# [EXERCISE BRIEF]
List every ingredient in the peanut butter cup recipe with its quantity, covering both the chocolate cups and the filling.

# [EXTRACTED TEXT]
Begin
I discovered peanut butter when I arrived in this country (USA) at the age of twnety eight.  Not many French people like it, but I have really developed a taste for it.  Naturally, I wanted to use it in a dessert.  This is a fun and easy recipe.  .  I always think of it as a good treat to make for the kids, but it is also pretty popular with adults.

I make the cups using tempered chocolate and fill them with a combination of chocolate, peanut butter, and praline paste for a well rounded flavor.

Ingredients: For the Chocolate Cups:
10 1/2 ounces bittersweet chocolate, tempered

For The Filling:
5 1/2 ounces bittersweet chocolate, chopped
1 generous cup peanut butter
1 generous cup praline paste
Instructions: Prepare the chocolate cups
Place a wire rack over a baking sheet and set aside. Chef Torres uses 4" fluted nonstick tartlet pans to make the chocolate cups, but you can use any small nonstick tartlet pans you like. Make sure the pans are clean and dry before you begin.

Fill each tartlet pan with tempered chocolate. Make sure the chocolate covers the sides of the pan. Then hold the pan upside down over the bowl of tempered chocolate and allow the excess chocolate to drip back into the bowl. Wipe the top edge of the pan against the rim of the bowl to clean off the edge. Place the chocolate-coated pans upside down on the wire rack. This will allow any remaining chocolate to drain. Wait until the chocolate begins to set, 4 to 5 minutes, then use a paring knife to scrape the edge of the pans clean again to give the finished cup a nice straight edge and to make it easier to unmold the chocolate cups.
End
# [SUPPLIED MATERIAL]
Begin
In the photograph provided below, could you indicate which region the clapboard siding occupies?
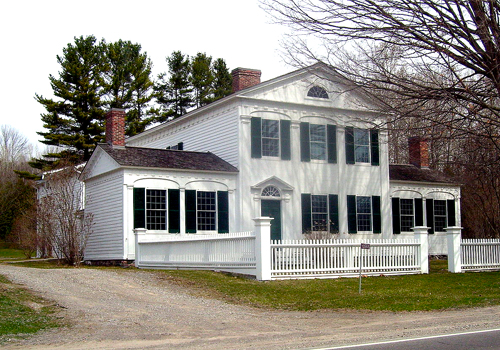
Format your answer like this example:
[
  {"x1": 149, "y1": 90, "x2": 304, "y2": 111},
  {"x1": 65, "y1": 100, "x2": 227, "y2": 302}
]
[
  {"x1": 127, "y1": 107, "x2": 238, "y2": 167},
  {"x1": 85, "y1": 171, "x2": 124, "y2": 260}
]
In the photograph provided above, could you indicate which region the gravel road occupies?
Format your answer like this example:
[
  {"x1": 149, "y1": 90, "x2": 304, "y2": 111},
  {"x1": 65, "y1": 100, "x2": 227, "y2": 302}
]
[{"x1": 0, "y1": 265, "x2": 500, "y2": 350}]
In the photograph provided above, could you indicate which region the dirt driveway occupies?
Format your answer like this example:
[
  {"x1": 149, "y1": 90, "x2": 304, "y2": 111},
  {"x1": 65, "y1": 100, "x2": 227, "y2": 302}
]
[{"x1": 0, "y1": 265, "x2": 500, "y2": 350}]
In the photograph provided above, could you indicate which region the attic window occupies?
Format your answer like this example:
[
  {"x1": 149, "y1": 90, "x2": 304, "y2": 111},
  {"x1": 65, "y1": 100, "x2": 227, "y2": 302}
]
[{"x1": 307, "y1": 85, "x2": 328, "y2": 99}]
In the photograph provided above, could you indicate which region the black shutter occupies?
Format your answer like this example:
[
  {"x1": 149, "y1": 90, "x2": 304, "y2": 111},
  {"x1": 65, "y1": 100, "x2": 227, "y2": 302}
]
[
  {"x1": 186, "y1": 190, "x2": 197, "y2": 233},
  {"x1": 347, "y1": 196, "x2": 358, "y2": 233},
  {"x1": 392, "y1": 198, "x2": 401, "y2": 234},
  {"x1": 168, "y1": 189, "x2": 181, "y2": 233},
  {"x1": 328, "y1": 194, "x2": 339, "y2": 233},
  {"x1": 134, "y1": 188, "x2": 146, "y2": 228},
  {"x1": 300, "y1": 123, "x2": 311, "y2": 162},
  {"x1": 301, "y1": 193, "x2": 312, "y2": 233},
  {"x1": 250, "y1": 117, "x2": 262, "y2": 158},
  {"x1": 280, "y1": 120, "x2": 291, "y2": 160},
  {"x1": 370, "y1": 130, "x2": 380, "y2": 165},
  {"x1": 372, "y1": 196, "x2": 382, "y2": 233},
  {"x1": 345, "y1": 126, "x2": 356, "y2": 164},
  {"x1": 217, "y1": 191, "x2": 229, "y2": 233},
  {"x1": 415, "y1": 198, "x2": 424, "y2": 226},
  {"x1": 446, "y1": 199, "x2": 457, "y2": 227},
  {"x1": 326, "y1": 124, "x2": 337, "y2": 164},
  {"x1": 425, "y1": 199, "x2": 434, "y2": 233}
]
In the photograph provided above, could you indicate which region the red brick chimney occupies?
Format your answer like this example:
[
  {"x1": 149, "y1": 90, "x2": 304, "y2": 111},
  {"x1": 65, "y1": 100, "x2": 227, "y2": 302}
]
[
  {"x1": 231, "y1": 68, "x2": 262, "y2": 92},
  {"x1": 408, "y1": 136, "x2": 429, "y2": 168},
  {"x1": 106, "y1": 108, "x2": 125, "y2": 146}
]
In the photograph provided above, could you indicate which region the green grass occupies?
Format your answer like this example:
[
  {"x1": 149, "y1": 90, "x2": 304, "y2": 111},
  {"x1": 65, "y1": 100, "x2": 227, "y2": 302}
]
[
  {"x1": 0, "y1": 275, "x2": 63, "y2": 344},
  {"x1": 161, "y1": 261, "x2": 500, "y2": 311}
]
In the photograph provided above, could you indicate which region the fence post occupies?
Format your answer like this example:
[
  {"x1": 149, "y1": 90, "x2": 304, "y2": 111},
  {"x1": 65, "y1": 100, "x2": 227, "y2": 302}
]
[
  {"x1": 253, "y1": 217, "x2": 272, "y2": 281},
  {"x1": 413, "y1": 226, "x2": 429, "y2": 273},
  {"x1": 445, "y1": 226, "x2": 462, "y2": 273},
  {"x1": 134, "y1": 228, "x2": 146, "y2": 267}
]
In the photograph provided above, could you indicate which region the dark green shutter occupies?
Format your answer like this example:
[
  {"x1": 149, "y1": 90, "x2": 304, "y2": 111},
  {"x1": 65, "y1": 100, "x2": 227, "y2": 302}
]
[
  {"x1": 446, "y1": 199, "x2": 457, "y2": 227},
  {"x1": 372, "y1": 196, "x2": 382, "y2": 233},
  {"x1": 280, "y1": 120, "x2": 292, "y2": 160},
  {"x1": 301, "y1": 193, "x2": 312, "y2": 233},
  {"x1": 250, "y1": 117, "x2": 262, "y2": 158},
  {"x1": 392, "y1": 198, "x2": 401, "y2": 234},
  {"x1": 370, "y1": 130, "x2": 380, "y2": 165},
  {"x1": 347, "y1": 196, "x2": 358, "y2": 233},
  {"x1": 326, "y1": 124, "x2": 337, "y2": 163},
  {"x1": 425, "y1": 199, "x2": 434, "y2": 233},
  {"x1": 300, "y1": 122, "x2": 311, "y2": 162},
  {"x1": 217, "y1": 191, "x2": 229, "y2": 233},
  {"x1": 186, "y1": 190, "x2": 197, "y2": 233},
  {"x1": 134, "y1": 188, "x2": 146, "y2": 228},
  {"x1": 415, "y1": 198, "x2": 424, "y2": 226},
  {"x1": 345, "y1": 126, "x2": 356, "y2": 164},
  {"x1": 328, "y1": 194, "x2": 339, "y2": 233},
  {"x1": 168, "y1": 189, "x2": 181, "y2": 233}
]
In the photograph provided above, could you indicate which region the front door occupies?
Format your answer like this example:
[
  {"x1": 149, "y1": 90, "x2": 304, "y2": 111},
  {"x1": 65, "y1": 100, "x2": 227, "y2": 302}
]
[{"x1": 260, "y1": 199, "x2": 281, "y2": 241}]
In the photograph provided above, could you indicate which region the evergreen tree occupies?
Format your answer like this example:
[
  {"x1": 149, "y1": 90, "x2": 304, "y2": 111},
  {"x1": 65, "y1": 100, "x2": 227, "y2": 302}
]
[
  {"x1": 212, "y1": 58, "x2": 233, "y2": 101},
  {"x1": 155, "y1": 51, "x2": 193, "y2": 122},
  {"x1": 33, "y1": 36, "x2": 105, "y2": 167},
  {"x1": 191, "y1": 52, "x2": 214, "y2": 108}
]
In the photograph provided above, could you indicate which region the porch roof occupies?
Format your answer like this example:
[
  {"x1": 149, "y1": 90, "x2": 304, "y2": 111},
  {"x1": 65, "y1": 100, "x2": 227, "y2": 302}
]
[
  {"x1": 389, "y1": 164, "x2": 457, "y2": 184},
  {"x1": 99, "y1": 144, "x2": 238, "y2": 173}
]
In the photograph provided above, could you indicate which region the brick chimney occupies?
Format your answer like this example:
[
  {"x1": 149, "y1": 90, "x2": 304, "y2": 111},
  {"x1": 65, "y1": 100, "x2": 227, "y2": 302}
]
[
  {"x1": 231, "y1": 68, "x2": 262, "y2": 92},
  {"x1": 408, "y1": 136, "x2": 429, "y2": 168},
  {"x1": 106, "y1": 108, "x2": 125, "y2": 146}
]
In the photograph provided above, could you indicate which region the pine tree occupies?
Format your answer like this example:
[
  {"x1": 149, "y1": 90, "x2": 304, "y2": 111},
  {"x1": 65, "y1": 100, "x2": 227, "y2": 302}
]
[{"x1": 155, "y1": 51, "x2": 193, "y2": 122}]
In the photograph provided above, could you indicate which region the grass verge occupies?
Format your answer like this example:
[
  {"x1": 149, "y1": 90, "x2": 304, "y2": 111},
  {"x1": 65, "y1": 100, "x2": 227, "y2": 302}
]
[{"x1": 0, "y1": 275, "x2": 64, "y2": 344}]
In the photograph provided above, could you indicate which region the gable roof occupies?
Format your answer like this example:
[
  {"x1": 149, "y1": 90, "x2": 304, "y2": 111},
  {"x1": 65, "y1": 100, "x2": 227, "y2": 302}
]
[
  {"x1": 389, "y1": 164, "x2": 457, "y2": 185},
  {"x1": 98, "y1": 144, "x2": 238, "y2": 173}
]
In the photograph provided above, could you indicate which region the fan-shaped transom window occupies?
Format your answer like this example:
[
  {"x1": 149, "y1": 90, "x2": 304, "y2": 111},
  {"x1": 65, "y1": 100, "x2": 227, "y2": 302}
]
[
  {"x1": 307, "y1": 85, "x2": 328, "y2": 98},
  {"x1": 262, "y1": 186, "x2": 281, "y2": 197}
]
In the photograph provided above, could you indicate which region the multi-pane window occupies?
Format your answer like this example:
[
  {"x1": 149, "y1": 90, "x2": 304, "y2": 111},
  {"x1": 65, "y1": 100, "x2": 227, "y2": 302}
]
[
  {"x1": 354, "y1": 129, "x2": 370, "y2": 163},
  {"x1": 146, "y1": 190, "x2": 167, "y2": 230},
  {"x1": 311, "y1": 195, "x2": 328, "y2": 231},
  {"x1": 356, "y1": 196, "x2": 372, "y2": 231},
  {"x1": 400, "y1": 199, "x2": 415, "y2": 232},
  {"x1": 309, "y1": 124, "x2": 326, "y2": 160},
  {"x1": 262, "y1": 119, "x2": 280, "y2": 157},
  {"x1": 434, "y1": 200, "x2": 447, "y2": 232},
  {"x1": 196, "y1": 191, "x2": 217, "y2": 231}
]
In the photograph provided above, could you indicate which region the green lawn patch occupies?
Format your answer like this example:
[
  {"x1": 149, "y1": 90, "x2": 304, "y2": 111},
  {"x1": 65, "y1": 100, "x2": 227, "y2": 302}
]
[{"x1": 0, "y1": 275, "x2": 63, "y2": 343}]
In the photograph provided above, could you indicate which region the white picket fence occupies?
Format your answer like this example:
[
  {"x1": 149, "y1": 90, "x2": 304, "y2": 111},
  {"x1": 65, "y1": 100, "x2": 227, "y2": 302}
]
[
  {"x1": 271, "y1": 239, "x2": 422, "y2": 279},
  {"x1": 460, "y1": 239, "x2": 500, "y2": 270}
]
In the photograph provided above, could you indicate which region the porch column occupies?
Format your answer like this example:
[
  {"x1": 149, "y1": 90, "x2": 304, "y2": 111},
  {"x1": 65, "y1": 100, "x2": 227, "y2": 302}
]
[
  {"x1": 413, "y1": 226, "x2": 429, "y2": 273},
  {"x1": 445, "y1": 226, "x2": 462, "y2": 273},
  {"x1": 253, "y1": 217, "x2": 272, "y2": 281}
]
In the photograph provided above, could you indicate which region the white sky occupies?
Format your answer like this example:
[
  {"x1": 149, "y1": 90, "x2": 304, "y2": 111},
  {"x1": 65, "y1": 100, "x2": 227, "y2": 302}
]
[{"x1": 0, "y1": 0, "x2": 293, "y2": 149}]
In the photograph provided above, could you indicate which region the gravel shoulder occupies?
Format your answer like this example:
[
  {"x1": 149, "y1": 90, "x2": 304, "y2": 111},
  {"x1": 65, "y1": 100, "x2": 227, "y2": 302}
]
[{"x1": 0, "y1": 264, "x2": 500, "y2": 350}]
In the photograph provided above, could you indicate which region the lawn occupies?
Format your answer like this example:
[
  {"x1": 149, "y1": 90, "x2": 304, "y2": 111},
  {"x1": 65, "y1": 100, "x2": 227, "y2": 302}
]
[{"x1": 0, "y1": 275, "x2": 63, "y2": 344}]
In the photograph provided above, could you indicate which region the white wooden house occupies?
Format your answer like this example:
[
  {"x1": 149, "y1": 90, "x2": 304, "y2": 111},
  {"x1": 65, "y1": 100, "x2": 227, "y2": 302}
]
[{"x1": 81, "y1": 65, "x2": 460, "y2": 260}]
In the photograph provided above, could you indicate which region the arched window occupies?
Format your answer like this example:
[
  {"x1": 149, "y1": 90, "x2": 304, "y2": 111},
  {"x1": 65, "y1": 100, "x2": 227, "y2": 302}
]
[
  {"x1": 307, "y1": 85, "x2": 328, "y2": 99},
  {"x1": 262, "y1": 186, "x2": 281, "y2": 197}
]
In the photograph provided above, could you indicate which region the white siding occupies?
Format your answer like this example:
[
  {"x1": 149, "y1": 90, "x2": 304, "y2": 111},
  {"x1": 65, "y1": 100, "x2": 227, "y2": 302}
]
[
  {"x1": 127, "y1": 106, "x2": 238, "y2": 167},
  {"x1": 85, "y1": 171, "x2": 124, "y2": 260}
]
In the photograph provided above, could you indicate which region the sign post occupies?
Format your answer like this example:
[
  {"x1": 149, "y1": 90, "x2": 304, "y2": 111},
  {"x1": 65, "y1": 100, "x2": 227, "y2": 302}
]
[{"x1": 359, "y1": 243, "x2": 370, "y2": 294}]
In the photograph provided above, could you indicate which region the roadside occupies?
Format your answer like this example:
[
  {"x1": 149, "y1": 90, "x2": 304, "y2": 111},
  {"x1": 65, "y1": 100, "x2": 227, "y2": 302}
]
[{"x1": 0, "y1": 265, "x2": 500, "y2": 349}]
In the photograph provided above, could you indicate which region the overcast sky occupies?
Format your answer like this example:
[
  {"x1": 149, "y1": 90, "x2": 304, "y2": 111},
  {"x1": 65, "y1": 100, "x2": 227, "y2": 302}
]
[{"x1": 0, "y1": 0, "x2": 293, "y2": 149}]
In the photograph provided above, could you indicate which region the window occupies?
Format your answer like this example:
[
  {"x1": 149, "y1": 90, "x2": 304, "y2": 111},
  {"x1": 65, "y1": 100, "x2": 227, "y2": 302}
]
[
  {"x1": 300, "y1": 122, "x2": 337, "y2": 163},
  {"x1": 251, "y1": 117, "x2": 291, "y2": 160},
  {"x1": 301, "y1": 193, "x2": 339, "y2": 233},
  {"x1": 347, "y1": 196, "x2": 382, "y2": 233},
  {"x1": 345, "y1": 127, "x2": 380, "y2": 165},
  {"x1": 307, "y1": 85, "x2": 328, "y2": 99},
  {"x1": 262, "y1": 119, "x2": 280, "y2": 157}
]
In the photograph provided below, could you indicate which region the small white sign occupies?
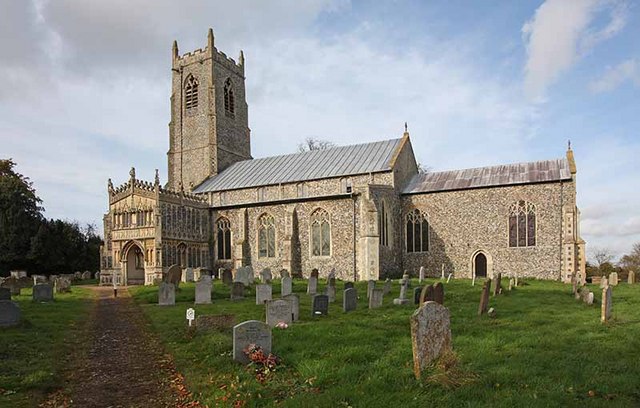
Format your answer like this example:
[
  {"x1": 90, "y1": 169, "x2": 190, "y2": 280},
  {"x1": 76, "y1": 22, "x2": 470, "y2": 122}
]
[{"x1": 187, "y1": 308, "x2": 196, "y2": 326}]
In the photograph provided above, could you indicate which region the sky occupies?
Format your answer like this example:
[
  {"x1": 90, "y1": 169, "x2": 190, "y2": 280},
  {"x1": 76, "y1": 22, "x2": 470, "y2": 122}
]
[{"x1": 0, "y1": 0, "x2": 640, "y2": 262}]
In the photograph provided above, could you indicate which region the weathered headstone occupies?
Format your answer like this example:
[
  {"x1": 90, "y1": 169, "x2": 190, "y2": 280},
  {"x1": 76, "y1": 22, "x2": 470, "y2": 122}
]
[
  {"x1": 369, "y1": 289, "x2": 384, "y2": 309},
  {"x1": 195, "y1": 275, "x2": 213, "y2": 305},
  {"x1": 233, "y1": 320, "x2": 271, "y2": 364},
  {"x1": 311, "y1": 295, "x2": 329, "y2": 316},
  {"x1": 433, "y1": 282, "x2": 444, "y2": 305},
  {"x1": 231, "y1": 282, "x2": 244, "y2": 300},
  {"x1": 32, "y1": 283, "x2": 53, "y2": 302},
  {"x1": 411, "y1": 301, "x2": 451, "y2": 379},
  {"x1": 307, "y1": 276, "x2": 318, "y2": 295},
  {"x1": 600, "y1": 286, "x2": 612, "y2": 323},
  {"x1": 0, "y1": 300, "x2": 21, "y2": 328},
  {"x1": 342, "y1": 288, "x2": 358, "y2": 312},
  {"x1": 265, "y1": 299, "x2": 293, "y2": 327},
  {"x1": 282, "y1": 294, "x2": 300, "y2": 322},
  {"x1": 280, "y1": 276, "x2": 293, "y2": 297},
  {"x1": 256, "y1": 283, "x2": 273, "y2": 305},
  {"x1": 478, "y1": 279, "x2": 491, "y2": 316},
  {"x1": 158, "y1": 282, "x2": 176, "y2": 306}
]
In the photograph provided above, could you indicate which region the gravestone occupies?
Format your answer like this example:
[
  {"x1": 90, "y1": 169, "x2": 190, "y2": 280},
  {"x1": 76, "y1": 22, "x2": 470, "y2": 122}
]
[
  {"x1": 164, "y1": 265, "x2": 182, "y2": 289},
  {"x1": 260, "y1": 268, "x2": 273, "y2": 283},
  {"x1": 369, "y1": 289, "x2": 384, "y2": 309},
  {"x1": 196, "y1": 314, "x2": 236, "y2": 332},
  {"x1": 256, "y1": 283, "x2": 273, "y2": 305},
  {"x1": 233, "y1": 320, "x2": 271, "y2": 364},
  {"x1": 282, "y1": 294, "x2": 300, "y2": 322},
  {"x1": 367, "y1": 279, "x2": 376, "y2": 299},
  {"x1": 158, "y1": 282, "x2": 176, "y2": 306},
  {"x1": 32, "y1": 283, "x2": 53, "y2": 302},
  {"x1": 307, "y1": 276, "x2": 318, "y2": 295},
  {"x1": 311, "y1": 295, "x2": 329, "y2": 316},
  {"x1": 325, "y1": 285, "x2": 336, "y2": 303},
  {"x1": 478, "y1": 279, "x2": 491, "y2": 316},
  {"x1": 342, "y1": 288, "x2": 358, "y2": 312},
  {"x1": 231, "y1": 282, "x2": 244, "y2": 300},
  {"x1": 411, "y1": 301, "x2": 451, "y2": 379},
  {"x1": 265, "y1": 299, "x2": 293, "y2": 327},
  {"x1": 280, "y1": 276, "x2": 293, "y2": 297},
  {"x1": 195, "y1": 275, "x2": 213, "y2": 305},
  {"x1": 600, "y1": 286, "x2": 612, "y2": 323},
  {"x1": 433, "y1": 282, "x2": 444, "y2": 305},
  {"x1": 0, "y1": 300, "x2": 20, "y2": 327},
  {"x1": 222, "y1": 269, "x2": 233, "y2": 285},
  {"x1": 493, "y1": 273, "x2": 502, "y2": 296},
  {"x1": 0, "y1": 288, "x2": 11, "y2": 300},
  {"x1": 382, "y1": 278, "x2": 392, "y2": 296},
  {"x1": 420, "y1": 285, "x2": 435, "y2": 305}
]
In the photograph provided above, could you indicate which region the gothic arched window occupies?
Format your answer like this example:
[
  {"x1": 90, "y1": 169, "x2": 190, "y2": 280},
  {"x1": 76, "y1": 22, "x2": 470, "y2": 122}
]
[
  {"x1": 378, "y1": 200, "x2": 389, "y2": 246},
  {"x1": 406, "y1": 209, "x2": 429, "y2": 252},
  {"x1": 216, "y1": 217, "x2": 231, "y2": 260},
  {"x1": 224, "y1": 78, "x2": 236, "y2": 115},
  {"x1": 258, "y1": 214, "x2": 276, "y2": 258},
  {"x1": 509, "y1": 200, "x2": 536, "y2": 248},
  {"x1": 310, "y1": 208, "x2": 331, "y2": 256},
  {"x1": 184, "y1": 75, "x2": 198, "y2": 110}
]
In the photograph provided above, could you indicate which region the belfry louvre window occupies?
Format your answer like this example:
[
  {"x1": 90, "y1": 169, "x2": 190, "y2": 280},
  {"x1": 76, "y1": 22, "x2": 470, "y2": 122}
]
[
  {"x1": 311, "y1": 208, "x2": 331, "y2": 256},
  {"x1": 224, "y1": 78, "x2": 236, "y2": 115},
  {"x1": 216, "y1": 217, "x2": 231, "y2": 260},
  {"x1": 184, "y1": 75, "x2": 198, "y2": 109},
  {"x1": 406, "y1": 209, "x2": 429, "y2": 252},
  {"x1": 509, "y1": 200, "x2": 536, "y2": 248},
  {"x1": 258, "y1": 214, "x2": 276, "y2": 258}
]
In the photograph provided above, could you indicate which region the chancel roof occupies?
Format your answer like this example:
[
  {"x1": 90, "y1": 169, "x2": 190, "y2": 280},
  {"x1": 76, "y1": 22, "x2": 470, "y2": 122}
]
End
# [FINAL RESULT]
- 10 1/2 ounces bittersweet chocolate, tempered (for the chocolate cups)
- 5 1/2 ounces bittersweet chocolate, chopped (for the filling)
- 1 generous cup peanut butter (for the filling)
- 1 generous cup praline paste (for the filling)